## Work request
Copy exactly, no pictures: every line from the one that contains "Mark the arched window with a point." through the end of the entries below.

## Given records

-*-

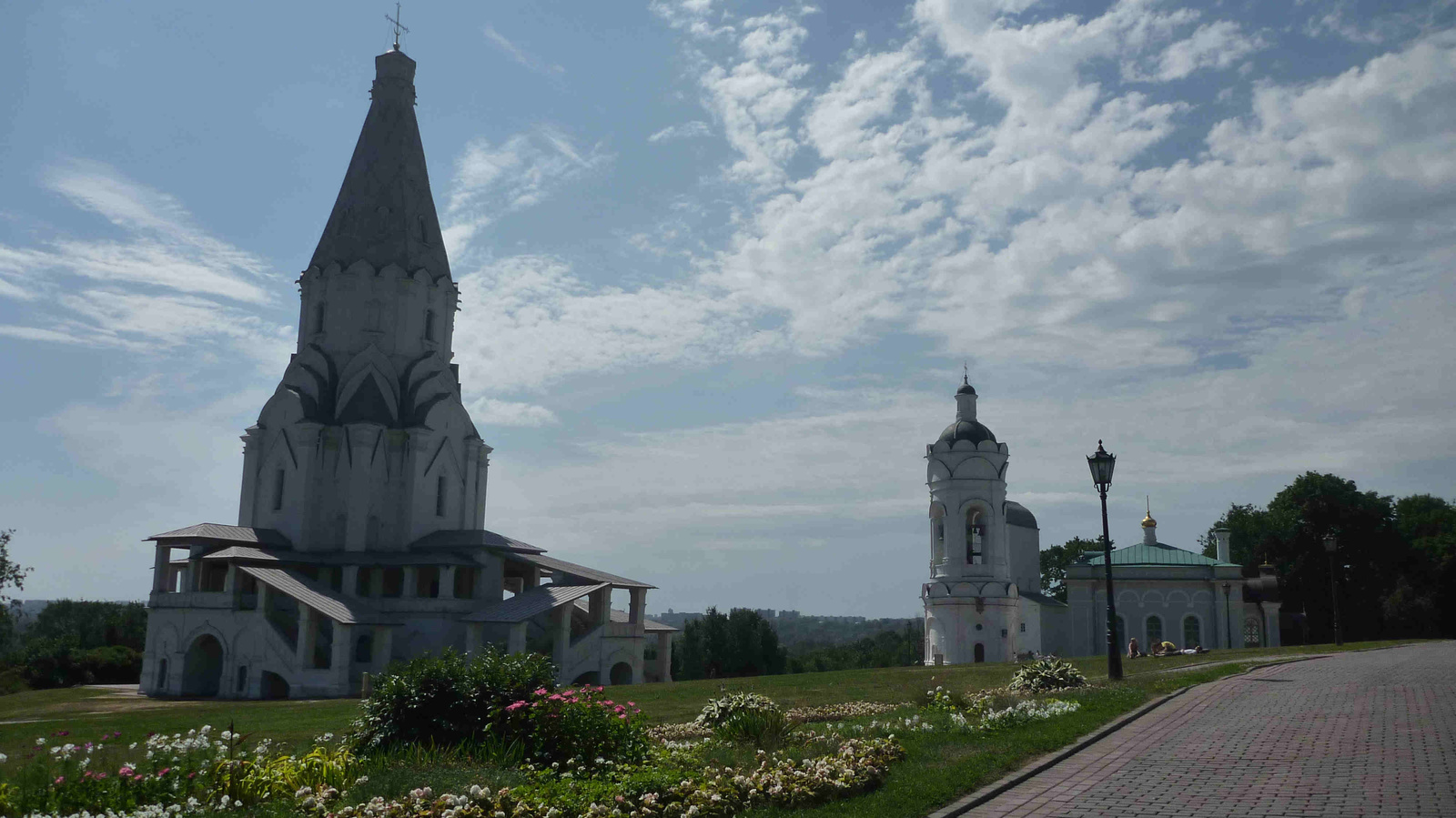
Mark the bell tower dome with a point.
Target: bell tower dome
(970, 601)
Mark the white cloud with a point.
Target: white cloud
(521, 56)
(682, 131)
(164, 284)
(491, 181)
(490, 412)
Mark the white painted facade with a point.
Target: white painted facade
(1176, 596)
(360, 533)
(982, 601)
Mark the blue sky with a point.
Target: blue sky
(721, 265)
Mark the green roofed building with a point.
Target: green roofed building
(1171, 594)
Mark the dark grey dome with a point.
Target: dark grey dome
(1016, 514)
(967, 429)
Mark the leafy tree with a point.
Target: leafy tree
(1056, 560)
(11, 577)
(737, 643)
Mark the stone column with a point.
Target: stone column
(383, 647)
(162, 570)
(306, 636)
(664, 655)
(247, 504)
(342, 657)
(561, 636)
(637, 613)
(516, 640)
(363, 439)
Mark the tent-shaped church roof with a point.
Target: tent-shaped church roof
(1154, 553)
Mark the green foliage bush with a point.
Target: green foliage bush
(449, 699)
(1047, 674)
(577, 725)
(718, 711)
(763, 728)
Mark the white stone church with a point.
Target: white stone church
(983, 601)
(360, 530)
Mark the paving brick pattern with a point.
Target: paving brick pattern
(1349, 735)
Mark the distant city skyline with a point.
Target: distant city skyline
(721, 265)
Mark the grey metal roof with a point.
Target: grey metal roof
(1016, 514)
(228, 534)
(298, 589)
(472, 538)
(973, 431)
(650, 625)
(385, 213)
(1157, 553)
(533, 603)
(552, 563)
(1043, 600)
(341, 558)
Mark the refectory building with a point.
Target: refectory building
(360, 530)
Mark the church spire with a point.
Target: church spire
(385, 213)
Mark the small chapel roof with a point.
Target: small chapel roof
(385, 213)
(1154, 553)
(531, 603)
(226, 534)
(581, 571)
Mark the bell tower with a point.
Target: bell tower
(972, 609)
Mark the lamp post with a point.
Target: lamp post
(1334, 594)
(1228, 618)
(1101, 465)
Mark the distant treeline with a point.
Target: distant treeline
(73, 642)
(744, 642)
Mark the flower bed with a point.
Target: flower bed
(856, 766)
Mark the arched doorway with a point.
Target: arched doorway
(621, 672)
(274, 686)
(203, 667)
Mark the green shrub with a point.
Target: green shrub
(577, 725)
(720, 711)
(761, 727)
(449, 699)
(1047, 674)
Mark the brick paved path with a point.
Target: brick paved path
(1350, 735)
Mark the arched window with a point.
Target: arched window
(1251, 632)
(1193, 631)
(975, 538)
(364, 650)
(1155, 631)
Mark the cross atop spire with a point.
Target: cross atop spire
(398, 28)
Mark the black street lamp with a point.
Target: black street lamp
(1101, 465)
(1334, 594)
(1228, 618)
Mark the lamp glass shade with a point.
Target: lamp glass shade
(1101, 466)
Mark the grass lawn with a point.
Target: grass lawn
(941, 766)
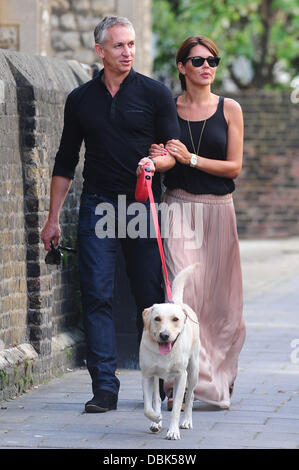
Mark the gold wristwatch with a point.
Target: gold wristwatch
(193, 161)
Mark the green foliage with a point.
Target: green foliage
(264, 32)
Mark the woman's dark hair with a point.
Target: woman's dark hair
(185, 48)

-*-

## Result for this task
Mark the arched window with a point.
Target: arched window
(1251, 632)
(1193, 631)
(975, 538)
(364, 650)
(1155, 631)
Mark the cross atop spire with a point.
Target: cross atop spire
(398, 28)
Mark the black street lamp with a point.
Target: black street lamp
(1101, 465)
(1334, 594)
(1228, 618)
Mark the lamp glass shade with a point.
Target: lamp glass shade
(1101, 466)
Mark the grass lawn with a point.
Target: grass lawn
(941, 766)
Mark the gold wristwatch with a point.
Target: gold wristwatch
(193, 161)
Mark the green foliage with a point.
Target: green foliage
(264, 32)
Mark the woman's dark hair with a point.
Target: woman's dark hair
(185, 48)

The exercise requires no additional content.